[Coordinate annotation entries]
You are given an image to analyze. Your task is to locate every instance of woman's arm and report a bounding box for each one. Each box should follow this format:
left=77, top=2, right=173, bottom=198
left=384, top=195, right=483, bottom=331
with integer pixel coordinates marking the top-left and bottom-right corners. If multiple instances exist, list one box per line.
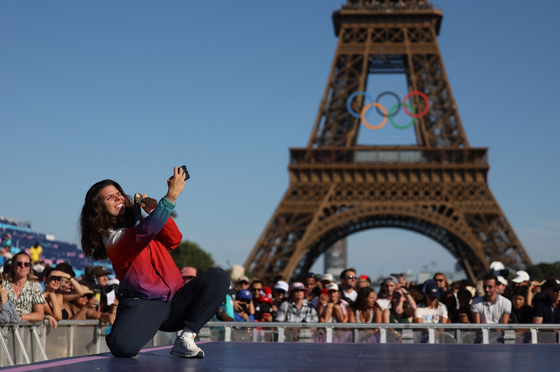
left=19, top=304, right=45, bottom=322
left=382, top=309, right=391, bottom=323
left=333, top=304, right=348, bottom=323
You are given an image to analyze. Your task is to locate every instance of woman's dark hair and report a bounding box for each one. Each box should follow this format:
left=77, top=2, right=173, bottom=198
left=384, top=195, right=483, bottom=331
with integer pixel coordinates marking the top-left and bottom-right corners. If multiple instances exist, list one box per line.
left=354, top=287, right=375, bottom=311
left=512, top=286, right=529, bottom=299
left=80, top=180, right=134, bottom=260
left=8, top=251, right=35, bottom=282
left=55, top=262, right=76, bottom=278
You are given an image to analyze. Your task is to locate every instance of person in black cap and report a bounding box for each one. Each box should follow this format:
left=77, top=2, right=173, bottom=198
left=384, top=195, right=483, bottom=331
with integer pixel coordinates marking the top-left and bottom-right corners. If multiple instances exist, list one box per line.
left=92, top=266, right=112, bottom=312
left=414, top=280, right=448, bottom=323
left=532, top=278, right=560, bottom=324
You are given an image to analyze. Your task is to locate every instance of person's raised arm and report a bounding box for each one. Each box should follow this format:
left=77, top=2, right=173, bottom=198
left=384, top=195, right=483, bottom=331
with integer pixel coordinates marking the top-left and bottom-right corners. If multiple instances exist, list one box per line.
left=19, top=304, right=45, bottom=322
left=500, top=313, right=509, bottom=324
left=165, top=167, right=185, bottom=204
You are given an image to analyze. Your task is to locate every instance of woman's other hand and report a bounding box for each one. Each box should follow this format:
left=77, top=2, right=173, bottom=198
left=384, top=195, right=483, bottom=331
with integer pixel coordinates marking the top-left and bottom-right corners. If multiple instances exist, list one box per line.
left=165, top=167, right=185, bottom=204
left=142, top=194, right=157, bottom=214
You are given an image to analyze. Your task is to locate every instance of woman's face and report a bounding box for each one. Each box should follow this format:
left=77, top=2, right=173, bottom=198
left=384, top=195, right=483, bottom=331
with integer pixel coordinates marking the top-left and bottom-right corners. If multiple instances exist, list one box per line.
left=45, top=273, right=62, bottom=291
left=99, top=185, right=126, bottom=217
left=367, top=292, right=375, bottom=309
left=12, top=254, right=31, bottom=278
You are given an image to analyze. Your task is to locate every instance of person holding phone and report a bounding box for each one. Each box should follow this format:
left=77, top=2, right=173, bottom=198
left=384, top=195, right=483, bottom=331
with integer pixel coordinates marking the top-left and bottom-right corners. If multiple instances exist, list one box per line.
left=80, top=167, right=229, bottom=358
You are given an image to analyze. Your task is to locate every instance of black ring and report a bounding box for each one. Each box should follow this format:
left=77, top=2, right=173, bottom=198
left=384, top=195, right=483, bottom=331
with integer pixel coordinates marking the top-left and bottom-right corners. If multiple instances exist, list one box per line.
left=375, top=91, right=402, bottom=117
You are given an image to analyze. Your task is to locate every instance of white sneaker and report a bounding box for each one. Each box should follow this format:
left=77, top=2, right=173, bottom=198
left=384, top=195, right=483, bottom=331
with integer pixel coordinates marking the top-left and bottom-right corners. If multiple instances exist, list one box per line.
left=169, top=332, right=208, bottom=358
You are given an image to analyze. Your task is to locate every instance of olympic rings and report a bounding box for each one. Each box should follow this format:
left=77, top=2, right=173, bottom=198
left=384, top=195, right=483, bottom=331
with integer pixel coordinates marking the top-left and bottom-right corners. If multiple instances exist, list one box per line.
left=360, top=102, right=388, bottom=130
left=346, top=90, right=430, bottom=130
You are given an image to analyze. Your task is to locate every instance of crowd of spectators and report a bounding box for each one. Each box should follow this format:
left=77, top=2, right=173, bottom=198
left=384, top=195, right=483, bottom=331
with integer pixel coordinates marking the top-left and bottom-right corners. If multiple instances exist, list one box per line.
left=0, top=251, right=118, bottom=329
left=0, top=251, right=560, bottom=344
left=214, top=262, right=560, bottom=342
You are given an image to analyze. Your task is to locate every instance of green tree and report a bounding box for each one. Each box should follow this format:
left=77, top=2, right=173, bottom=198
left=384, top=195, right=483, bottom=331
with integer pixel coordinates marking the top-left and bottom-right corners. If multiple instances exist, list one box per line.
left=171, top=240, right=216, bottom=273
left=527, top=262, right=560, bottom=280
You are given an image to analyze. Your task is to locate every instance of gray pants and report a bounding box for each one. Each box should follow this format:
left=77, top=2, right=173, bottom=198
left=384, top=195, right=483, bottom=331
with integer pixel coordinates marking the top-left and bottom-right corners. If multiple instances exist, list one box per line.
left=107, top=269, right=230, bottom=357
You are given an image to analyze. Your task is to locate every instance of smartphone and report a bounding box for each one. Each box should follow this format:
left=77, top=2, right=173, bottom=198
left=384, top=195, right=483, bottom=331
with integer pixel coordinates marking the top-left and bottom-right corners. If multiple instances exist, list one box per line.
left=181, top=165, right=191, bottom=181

...

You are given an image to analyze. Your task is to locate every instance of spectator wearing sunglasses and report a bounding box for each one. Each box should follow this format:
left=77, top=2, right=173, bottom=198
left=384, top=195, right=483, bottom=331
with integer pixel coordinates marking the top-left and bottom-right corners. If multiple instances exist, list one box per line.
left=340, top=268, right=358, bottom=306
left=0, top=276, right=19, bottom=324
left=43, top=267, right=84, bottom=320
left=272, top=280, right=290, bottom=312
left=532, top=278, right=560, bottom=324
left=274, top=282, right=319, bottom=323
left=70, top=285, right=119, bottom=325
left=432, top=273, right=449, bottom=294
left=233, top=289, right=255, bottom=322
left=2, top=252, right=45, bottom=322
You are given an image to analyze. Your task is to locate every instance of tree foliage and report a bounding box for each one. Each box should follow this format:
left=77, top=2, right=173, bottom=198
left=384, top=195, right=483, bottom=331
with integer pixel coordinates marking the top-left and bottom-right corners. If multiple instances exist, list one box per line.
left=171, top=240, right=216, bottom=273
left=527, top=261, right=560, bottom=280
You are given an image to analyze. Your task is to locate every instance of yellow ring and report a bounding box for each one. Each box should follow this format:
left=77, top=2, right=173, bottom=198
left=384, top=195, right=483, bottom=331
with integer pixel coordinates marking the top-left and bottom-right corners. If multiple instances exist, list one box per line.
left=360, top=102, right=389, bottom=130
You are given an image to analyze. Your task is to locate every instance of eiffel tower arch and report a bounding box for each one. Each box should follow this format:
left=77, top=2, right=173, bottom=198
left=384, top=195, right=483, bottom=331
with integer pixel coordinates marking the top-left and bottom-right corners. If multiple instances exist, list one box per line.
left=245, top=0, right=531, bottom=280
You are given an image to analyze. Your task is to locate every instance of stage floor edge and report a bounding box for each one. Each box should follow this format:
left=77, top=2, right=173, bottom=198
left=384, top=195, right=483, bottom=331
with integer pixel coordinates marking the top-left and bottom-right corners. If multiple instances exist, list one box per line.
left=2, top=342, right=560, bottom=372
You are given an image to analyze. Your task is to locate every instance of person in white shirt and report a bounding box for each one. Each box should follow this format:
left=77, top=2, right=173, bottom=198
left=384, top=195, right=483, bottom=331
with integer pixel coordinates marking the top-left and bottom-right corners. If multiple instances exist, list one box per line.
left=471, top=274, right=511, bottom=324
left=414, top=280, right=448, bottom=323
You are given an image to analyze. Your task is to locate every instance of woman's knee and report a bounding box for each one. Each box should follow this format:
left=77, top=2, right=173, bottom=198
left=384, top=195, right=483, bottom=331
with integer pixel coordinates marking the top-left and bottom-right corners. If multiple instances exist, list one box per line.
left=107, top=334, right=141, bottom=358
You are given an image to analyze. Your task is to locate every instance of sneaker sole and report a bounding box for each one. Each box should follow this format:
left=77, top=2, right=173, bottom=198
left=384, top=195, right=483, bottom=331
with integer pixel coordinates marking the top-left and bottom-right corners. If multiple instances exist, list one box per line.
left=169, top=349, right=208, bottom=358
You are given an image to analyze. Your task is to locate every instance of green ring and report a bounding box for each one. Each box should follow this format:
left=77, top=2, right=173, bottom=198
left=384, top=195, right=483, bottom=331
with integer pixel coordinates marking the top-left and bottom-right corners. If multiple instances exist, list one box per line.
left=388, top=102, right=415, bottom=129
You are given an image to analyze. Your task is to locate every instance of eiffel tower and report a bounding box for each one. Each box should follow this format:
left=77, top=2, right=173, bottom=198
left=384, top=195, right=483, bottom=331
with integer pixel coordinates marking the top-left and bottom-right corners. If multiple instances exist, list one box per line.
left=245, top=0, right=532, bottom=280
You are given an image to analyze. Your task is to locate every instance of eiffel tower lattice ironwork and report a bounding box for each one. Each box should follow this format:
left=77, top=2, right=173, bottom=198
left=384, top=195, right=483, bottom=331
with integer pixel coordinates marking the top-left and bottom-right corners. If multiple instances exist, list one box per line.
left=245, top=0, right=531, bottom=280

WHAT THE TASK REQUIRES — Lay out the lines above as a Markdown table with the columns Row and Line, numbering each row. Start with the line that contains "instance of black", go on through the line that contains "left=346, top=90, right=430, bottom=130", include both of those lines, and skip any blank lines.

TASK RESULT —
| Row | Line |
|---|---|
| 1 | You are given an image to analyze. Your task is to locate every instance of black ring and report a bounding box for each one. Each box should follow this format: |
| 2 | left=77, top=2, right=173, bottom=198 |
| 3 | left=384, top=195, right=483, bottom=331 |
| 4 | with integer pixel coordinates marking the top-left and bottom-right corners. If multiple instances exist, list one box per line. |
| 5 | left=375, top=91, right=402, bottom=117 |
| 6 | You are given an image to analyze. Your task is to locate every instance of white sneaker and report a bounding box for each one. Each box should follow this format: |
| 7 | left=77, top=2, right=173, bottom=198 |
| 8 | left=384, top=195, right=483, bottom=331 |
| 9 | with integer pixel coordinates marking the top-left and bottom-right corners. If multiple instances exist, list one box per line. |
| 10 | left=169, top=332, right=208, bottom=358 |
| 11 | You are given an image to analyze. Your task is to locate every instance of olympic rings and report a bounding box for each one. Each box should follow this format: |
| 12 | left=77, top=2, right=173, bottom=198 |
| 13 | left=384, top=195, right=483, bottom=331 |
| 14 | with integer pixel coordinates marking the top-left and bottom-right corners. If multiple instances exist, list one box per line. |
| 15 | left=360, top=102, right=388, bottom=130 |
| 16 | left=346, top=90, right=430, bottom=130 |